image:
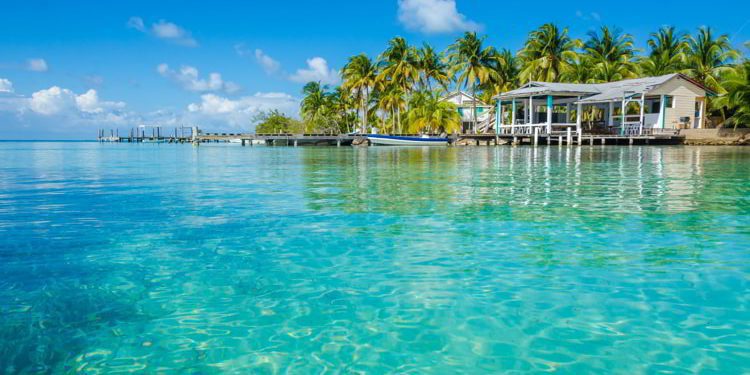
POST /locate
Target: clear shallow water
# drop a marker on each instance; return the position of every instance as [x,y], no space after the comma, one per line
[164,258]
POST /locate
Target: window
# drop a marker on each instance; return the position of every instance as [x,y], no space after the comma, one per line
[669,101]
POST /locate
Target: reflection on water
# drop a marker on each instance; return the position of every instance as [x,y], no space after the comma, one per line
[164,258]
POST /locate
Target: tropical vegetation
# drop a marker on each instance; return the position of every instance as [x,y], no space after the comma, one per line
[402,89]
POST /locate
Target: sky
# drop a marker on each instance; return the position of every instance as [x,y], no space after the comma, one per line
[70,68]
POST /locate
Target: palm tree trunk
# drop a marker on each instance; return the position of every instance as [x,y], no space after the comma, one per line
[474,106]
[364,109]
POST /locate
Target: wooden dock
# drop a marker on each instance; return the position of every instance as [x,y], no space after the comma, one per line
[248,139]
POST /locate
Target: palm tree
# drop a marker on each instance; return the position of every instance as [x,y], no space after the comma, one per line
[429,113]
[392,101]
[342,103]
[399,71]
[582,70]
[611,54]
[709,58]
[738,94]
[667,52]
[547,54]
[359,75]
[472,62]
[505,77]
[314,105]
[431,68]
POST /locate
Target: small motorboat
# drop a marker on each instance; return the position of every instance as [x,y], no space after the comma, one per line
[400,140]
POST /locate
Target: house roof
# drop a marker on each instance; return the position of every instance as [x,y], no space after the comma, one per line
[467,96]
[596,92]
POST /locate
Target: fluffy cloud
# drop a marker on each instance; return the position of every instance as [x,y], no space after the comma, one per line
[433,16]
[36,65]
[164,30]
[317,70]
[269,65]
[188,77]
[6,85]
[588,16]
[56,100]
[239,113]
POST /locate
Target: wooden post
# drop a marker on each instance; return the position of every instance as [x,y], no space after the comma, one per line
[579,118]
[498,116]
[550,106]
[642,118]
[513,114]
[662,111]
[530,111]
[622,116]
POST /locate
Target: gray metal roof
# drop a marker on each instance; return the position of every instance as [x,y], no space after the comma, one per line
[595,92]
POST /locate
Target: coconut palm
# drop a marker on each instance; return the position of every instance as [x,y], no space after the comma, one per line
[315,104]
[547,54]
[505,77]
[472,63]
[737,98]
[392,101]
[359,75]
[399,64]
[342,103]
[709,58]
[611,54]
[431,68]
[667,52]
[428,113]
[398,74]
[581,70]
——————
Aim of the task
Only the lines from the start of the records to the one containing "Target: small motorboat" should be repeated, exactly and with both ends kept; drop any pictures.

Output below
image:
POST /locate
Target: clear shallow water
# drop a marker on each instance; return the position of every instance as [x,y], no space after the comma, one per line
[164,258]
POST /locate
Target: window
# drop a marker on each instance; return the position of every instance as [x,y], no space after the comma, one per line
[669,101]
POST /locate
Target: reflection on water
# drop a marker on each instance; return the position of every instance as [x,y], no space after the comma, one per line
[164,258]
POST /locate
Target: tropical vegetation
# drop a marker on each instance; return the position of every instance as [x,y], no space after the comma, one per line
[402,89]
POST /locate
Target: sky
# drop a marker on each instance; return the position of every instance as [x,y], no space after the comma, one per line
[70,68]
POST /locate
Target: palm tree trunk
# drop a marker on each instance; return the position of every instance as [x,y], no space after the comma, one per line
[474,106]
[364,109]
POST /locate
Target: wooden dock
# drop a marker on each instance; return the position of every instance as [x,y], no space after the comma, one per line
[248,139]
POST /locate
Target: palm tree
# drop a marker on each instance; return the position of every instance as [x,y], no space after the comma, one per line
[429,113]
[392,101]
[342,103]
[399,71]
[582,70]
[611,54]
[709,58]
[738,94]
[667,52]
[547,54]
[359,75]
[472,62]
[505,77]
[314,105]
[431,68]
POST /locate
Target: small motorboat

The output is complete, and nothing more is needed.